GIVEN EXERCISE — Copy each of the records below word for word, leaving out the pictures.

INFORMATION SHOWN —
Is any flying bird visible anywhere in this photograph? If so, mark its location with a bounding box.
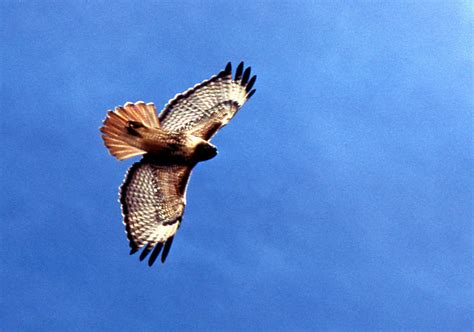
[100,62,257,266]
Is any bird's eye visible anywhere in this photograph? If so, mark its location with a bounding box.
[128,121,143,129]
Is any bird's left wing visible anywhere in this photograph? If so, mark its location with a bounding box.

ANSWER FOR THE TASK —
Is any flying bird visible anywhere in this photograph? If so, mark its location with a bounding box.
[100,62,257,266]
Is any bird's eye visible anywhere in this photograph? If so, mark its location with a bounding box.
[128,121,143,129]
Is any bird's left wing visible anywhere in this photograph? If so, mark its location with a bounding box.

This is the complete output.